(Extracted text begins)

It is considered difficult and expensive to see a doctor in China. One of the main reasons is due to the "expensive price of drugs". The problem is not owing to insufficient medical supply; rather, patients have trouble paying the expensive fees associated with healthcare. To solve the problem, the National Development and Reform Commission had reduced the prices of various medications over 20 times over the past decade. However, these actions have largely been in vain.

Drug producers and hospitals are playing a cat and mouse game with the government. Whenever price cuts are announced, the drugs with mandated lower prices rapidly disappear from both doctors' prescriptions and drug stores. Hospitals usually look for substitutes for the same type of drug to maintain profit. Producers fine-tune the ingredients in many drugs so that the chemical name of the medication is changed, thus avoiding the regulated price reduction. No company would willingly produce huge amounts of medicine at a high quality but lower price because the sales volume of the expensive medicine is more profitable.

The current drug pricing principle focuses on the relation between the real costs of the manufacturer and the supply and needs of the market.  Government officials indicated that various factors including the clinical value of the medicine, the degree of innovation, manufacture and operating costs, market supply and need and international comparison, etc., will be considered in the pricing system. There will be different regulations applied to new and generic drugs.

The Chinese government has enforced government pricing to drugs listed in medical insurance reimbursement systems, some monopolies and special drugs. It is said that in 2007, the government will reinforce the supervision of the real cost of drugs, improve methods of drug pricing, and expand the scope of drugs with government mandated prices. It is possible that all prescription drugs will be involved in the government pricing system. However, disputes still surround this issue. Many believe that the duties of the government and the market must first be clarified in the pricing mechanism.

(Extracted text ends)

= Work order A =
Answer these questions about the drug pricing text, one per line:
(i) How many times over the past decade had the National Development and Reform Commission reduced the prices of various medications?
(ii) What do producers do to change the chemical name of a medication?
(iii) In what year will the government reinforce supervision of the real cost of drugs?
= Work order B =
Could you reproduce the drug pricing text word for word, starting at "Drug producers and" and ending at "is more profitable."?
= Work order C =
How would you say this sentence from the drug pricing text in Spanish: "There will be different regulations applied to new and generic drugs."

(Raw data begins)

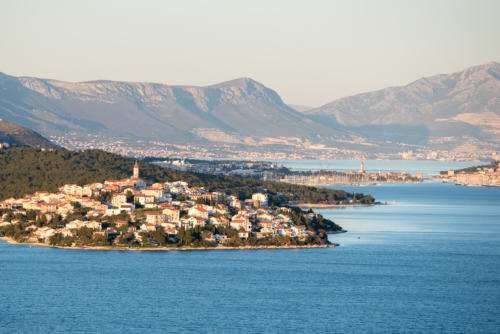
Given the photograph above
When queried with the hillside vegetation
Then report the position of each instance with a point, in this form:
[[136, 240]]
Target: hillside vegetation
[[14, 134]]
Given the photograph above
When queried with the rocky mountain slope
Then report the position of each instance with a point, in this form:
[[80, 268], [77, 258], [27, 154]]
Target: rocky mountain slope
[[457, 112], [14, 134], [232, 111], [451, 106]]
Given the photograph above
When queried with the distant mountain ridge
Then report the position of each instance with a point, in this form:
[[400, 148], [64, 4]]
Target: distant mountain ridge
[[462, 103], [448, 112], [14, 134], [239, 108]]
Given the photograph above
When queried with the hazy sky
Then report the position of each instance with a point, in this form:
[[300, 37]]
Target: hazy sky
[[310, 52]]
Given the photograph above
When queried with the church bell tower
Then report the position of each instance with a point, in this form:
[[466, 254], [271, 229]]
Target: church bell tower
[[136, 170]]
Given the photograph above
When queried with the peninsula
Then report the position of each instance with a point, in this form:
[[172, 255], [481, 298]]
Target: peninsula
[[485, 175], [130, 214]]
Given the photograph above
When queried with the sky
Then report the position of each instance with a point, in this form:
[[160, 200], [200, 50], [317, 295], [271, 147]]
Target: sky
[[310, 52]]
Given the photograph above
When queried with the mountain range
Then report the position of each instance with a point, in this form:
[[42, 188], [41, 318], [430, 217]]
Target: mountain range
[[459, 111]]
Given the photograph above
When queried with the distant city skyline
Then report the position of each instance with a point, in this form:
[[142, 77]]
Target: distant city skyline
[[309, 52]]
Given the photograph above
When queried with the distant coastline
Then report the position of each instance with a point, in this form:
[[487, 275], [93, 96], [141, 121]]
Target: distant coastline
[[166, 249]]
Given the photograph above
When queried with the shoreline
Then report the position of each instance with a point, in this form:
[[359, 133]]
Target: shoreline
[[165, 249], [325, 206]]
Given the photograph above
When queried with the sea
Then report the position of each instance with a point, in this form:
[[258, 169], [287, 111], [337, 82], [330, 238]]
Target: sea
[[428, 261]]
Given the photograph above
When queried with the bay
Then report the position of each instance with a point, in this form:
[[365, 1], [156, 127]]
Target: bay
[[429, 261]]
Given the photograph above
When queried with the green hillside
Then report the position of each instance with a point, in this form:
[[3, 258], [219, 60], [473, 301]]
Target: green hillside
[[14, 134], [25, 170]]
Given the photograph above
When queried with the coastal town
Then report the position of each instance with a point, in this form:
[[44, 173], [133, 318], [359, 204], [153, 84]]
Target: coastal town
[[130, 213], [486, 176]]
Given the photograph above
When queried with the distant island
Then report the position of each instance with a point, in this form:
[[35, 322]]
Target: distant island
[[484, 175], [269, 171], [176, 210]]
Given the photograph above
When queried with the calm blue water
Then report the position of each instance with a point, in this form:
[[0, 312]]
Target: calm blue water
[[430, 262]]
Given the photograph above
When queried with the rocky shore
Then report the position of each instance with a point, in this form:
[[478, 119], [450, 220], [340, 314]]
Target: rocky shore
[[160, 249]]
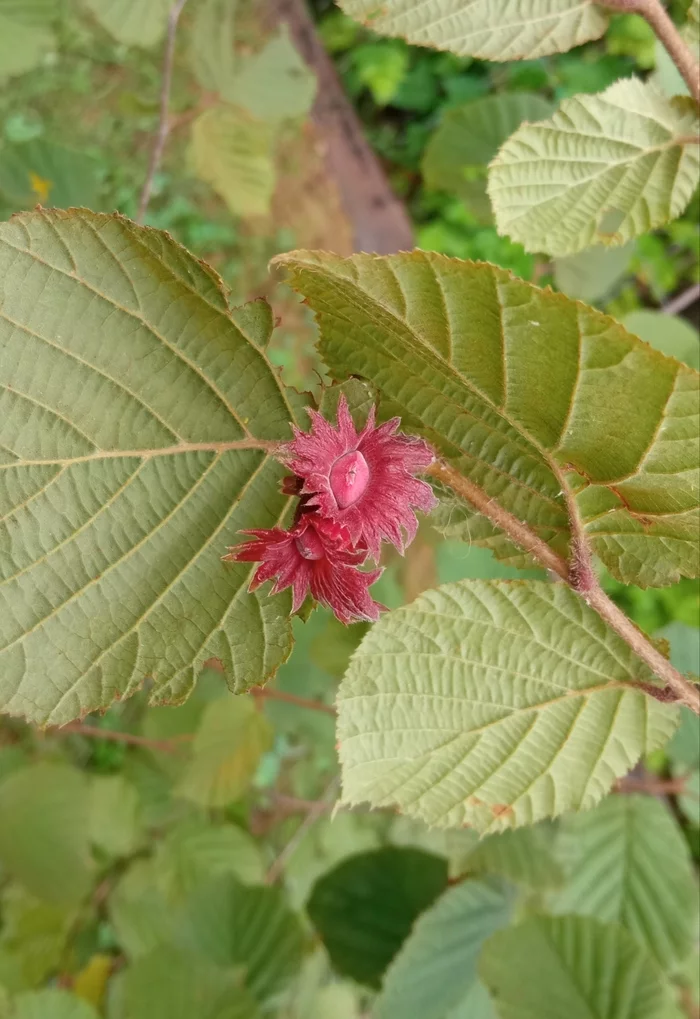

(Raw data ends)

= Result A =
(i) Over 20 times.
(ii) They fine-tune the ingredients.
(iii) 2007.

= Result B =
Drug producers and hospitals are playing a cat and mouse game with the government. Whenever price cuts are announced, the drugs with mandated lower prices rapidly disappear from both doctors' prescriptions and drug stores. Hospitals usually look for substitutes for the same type of drug to maintain profit. Producers fine-tune the ingredients in many drugs so that the chemical name of the medication is changed, thus avoiding the regulated price reduction. No company would willingly produce huge amounts of medicine at a high quality but lower price because the sales volume of the expensive medicine is more profitable.

= Result C =
Se aplicarán regulaciones diferentes a los medicamentos nuevos y a los genéricos.